Tareas -
#1 Reproduzca el fragmento sobre el concierto desde la parte que contiene "El concierto comenzó" y termine tras "la Televisión españoles.", cambiando "magnífica" por "excelente".
#2 Enumere todos los compositores cuyas obras se mencionan en el fragmento sobre el concierto.

Fragmento de texto -
►
El concierto comenzó con la Marcha del Archiduque Albrecht op. 136 de Karl Komzak, en la que sorprendió la suave acentuación conseguida en el dibujo del segundo tema. Seguimos con una pieza muy conocida, el vals Bombones de Viena op. 307 de Johann Strauss hijo, que fue expuesto de manera delicada y nítida, con justa acentuación de la primera parte del compás. Todo se oyó, a lo que contribuyó por supuesto la magnífica toma sonora, que nos llega a través del buen trabajo de los técnicos de la Radio y de la Televisión españoles.
Del propio Strauss hijo fue la polka francesa Figaro, op. 320, tocada con precisión. Enseguida el Vals para todo el mundo, airoso y elegante con ribetes marciales, de Joseph Hellmesberger Junior (estreno en la sesión). La primera parte se coronó con la polka rápida Sin freno, op. 238 de Eduard Strauss. La segunda, tras el documental, del que hablaremos enseguida, se inició con la Obertura de la opereta El Maestro del Bosque de Johann Strauss hijo, tocada con especial lentitud. Hermoso solo de violonchelo con el cortejo de violines y flautas.
◄
Registros de una colección de datos:
►
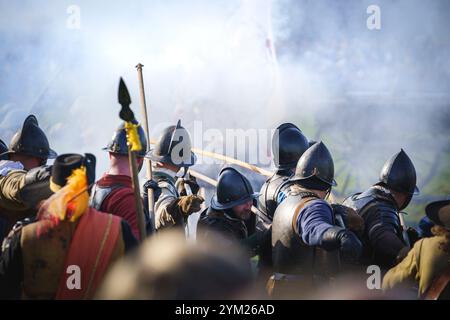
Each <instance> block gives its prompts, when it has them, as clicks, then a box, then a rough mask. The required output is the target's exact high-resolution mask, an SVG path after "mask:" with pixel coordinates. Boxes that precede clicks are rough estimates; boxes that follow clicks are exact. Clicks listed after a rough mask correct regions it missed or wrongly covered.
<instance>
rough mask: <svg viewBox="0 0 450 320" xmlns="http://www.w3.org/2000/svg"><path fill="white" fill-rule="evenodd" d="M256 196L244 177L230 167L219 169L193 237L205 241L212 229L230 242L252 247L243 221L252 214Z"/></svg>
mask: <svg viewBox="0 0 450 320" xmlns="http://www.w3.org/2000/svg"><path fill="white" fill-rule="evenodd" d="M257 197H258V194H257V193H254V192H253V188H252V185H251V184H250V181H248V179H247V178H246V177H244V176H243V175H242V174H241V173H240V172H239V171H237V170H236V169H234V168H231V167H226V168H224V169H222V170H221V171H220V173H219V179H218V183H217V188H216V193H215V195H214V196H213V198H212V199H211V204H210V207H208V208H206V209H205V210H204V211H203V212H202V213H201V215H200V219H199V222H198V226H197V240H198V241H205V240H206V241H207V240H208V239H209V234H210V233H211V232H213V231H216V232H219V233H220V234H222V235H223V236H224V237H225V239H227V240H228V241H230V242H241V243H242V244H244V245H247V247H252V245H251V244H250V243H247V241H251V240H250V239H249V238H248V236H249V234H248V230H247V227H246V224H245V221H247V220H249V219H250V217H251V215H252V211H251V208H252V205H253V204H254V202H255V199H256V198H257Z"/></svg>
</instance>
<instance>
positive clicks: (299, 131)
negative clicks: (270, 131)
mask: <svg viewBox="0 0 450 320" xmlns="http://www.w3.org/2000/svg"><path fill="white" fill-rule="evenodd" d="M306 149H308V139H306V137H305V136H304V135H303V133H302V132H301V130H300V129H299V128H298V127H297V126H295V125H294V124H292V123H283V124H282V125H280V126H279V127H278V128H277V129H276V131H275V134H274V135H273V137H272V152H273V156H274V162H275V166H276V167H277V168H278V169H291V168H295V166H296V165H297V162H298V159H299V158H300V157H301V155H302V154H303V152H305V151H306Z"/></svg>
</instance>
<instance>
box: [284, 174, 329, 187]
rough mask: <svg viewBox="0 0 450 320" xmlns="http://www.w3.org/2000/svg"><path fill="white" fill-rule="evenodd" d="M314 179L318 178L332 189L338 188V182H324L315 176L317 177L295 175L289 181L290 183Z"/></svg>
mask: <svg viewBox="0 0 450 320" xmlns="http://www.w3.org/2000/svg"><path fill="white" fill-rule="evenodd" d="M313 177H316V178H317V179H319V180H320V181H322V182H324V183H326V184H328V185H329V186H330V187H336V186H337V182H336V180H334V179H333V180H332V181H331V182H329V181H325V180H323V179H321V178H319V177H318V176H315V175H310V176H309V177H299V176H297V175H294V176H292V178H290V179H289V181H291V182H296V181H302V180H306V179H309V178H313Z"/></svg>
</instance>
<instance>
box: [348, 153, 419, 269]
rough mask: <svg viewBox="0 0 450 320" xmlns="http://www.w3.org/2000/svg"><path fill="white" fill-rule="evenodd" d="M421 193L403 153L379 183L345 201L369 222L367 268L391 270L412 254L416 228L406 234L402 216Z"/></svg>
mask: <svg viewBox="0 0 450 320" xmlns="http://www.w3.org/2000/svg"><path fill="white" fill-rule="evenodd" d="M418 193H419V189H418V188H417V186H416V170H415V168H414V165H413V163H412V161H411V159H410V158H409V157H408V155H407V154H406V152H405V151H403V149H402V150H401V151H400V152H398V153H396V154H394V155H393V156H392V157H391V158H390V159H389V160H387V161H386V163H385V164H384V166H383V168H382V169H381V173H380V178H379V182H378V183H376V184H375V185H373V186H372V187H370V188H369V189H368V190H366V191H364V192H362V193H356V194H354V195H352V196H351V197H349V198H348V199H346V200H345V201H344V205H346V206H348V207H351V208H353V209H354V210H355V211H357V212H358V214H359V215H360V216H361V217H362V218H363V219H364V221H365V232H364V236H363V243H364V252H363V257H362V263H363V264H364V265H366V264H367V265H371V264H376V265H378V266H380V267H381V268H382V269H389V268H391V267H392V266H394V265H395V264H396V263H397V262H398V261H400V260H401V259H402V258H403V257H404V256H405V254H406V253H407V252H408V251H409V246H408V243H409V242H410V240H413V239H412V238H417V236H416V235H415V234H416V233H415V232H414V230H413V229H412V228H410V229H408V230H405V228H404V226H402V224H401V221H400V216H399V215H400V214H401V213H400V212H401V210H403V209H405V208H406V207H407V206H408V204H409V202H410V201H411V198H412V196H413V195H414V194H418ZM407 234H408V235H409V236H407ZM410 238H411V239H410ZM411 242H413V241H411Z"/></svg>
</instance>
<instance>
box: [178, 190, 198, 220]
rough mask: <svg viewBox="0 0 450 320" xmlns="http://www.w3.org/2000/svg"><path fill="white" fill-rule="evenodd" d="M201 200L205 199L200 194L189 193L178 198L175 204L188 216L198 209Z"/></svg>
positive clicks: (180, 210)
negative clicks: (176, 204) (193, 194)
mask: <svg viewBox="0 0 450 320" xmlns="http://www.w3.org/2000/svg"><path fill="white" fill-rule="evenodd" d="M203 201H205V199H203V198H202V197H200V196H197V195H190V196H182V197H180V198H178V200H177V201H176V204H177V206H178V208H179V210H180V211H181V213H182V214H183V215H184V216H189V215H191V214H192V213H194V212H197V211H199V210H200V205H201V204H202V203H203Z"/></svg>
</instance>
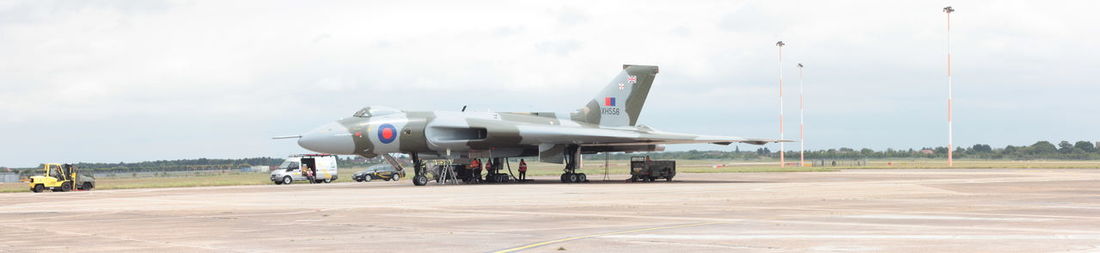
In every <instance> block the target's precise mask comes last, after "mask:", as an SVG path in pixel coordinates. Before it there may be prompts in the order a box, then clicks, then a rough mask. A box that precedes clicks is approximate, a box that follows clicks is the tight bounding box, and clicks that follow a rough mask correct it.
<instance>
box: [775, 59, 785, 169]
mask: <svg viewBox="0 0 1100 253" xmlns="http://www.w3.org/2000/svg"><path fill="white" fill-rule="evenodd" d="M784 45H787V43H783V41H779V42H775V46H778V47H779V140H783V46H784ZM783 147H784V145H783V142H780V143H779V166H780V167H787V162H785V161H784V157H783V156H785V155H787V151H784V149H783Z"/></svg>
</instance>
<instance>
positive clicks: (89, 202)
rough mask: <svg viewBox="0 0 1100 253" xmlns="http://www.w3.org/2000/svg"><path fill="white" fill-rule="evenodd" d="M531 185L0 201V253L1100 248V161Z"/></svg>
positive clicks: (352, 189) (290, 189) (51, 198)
◄
Respuestas -
#1
El concierto comenzó con la Marcha del Archiduque Albrecht op. 136 de Karl Komzak, en la que sorprendió la suave acentuación conseguida en el dibujo del segundo tema. Seguimos con una pieza muy conocida, el vals Bombones de Viena op. 307 de Johann Strauss hijo, que fue expuesto de manera delicada y nítida, con justa acentuación de la primera parte del compás. Todo se oyó, a lo que contribuyó por supuesto la excelente toma sonora, que nos llega a través del buen trabajo de los técnicos de la Radio y de la Televisión españoles.

#2 Karl Komzak; Johann Strauss hijo; Joseph Hellmesberger Junior; Eduard Strauss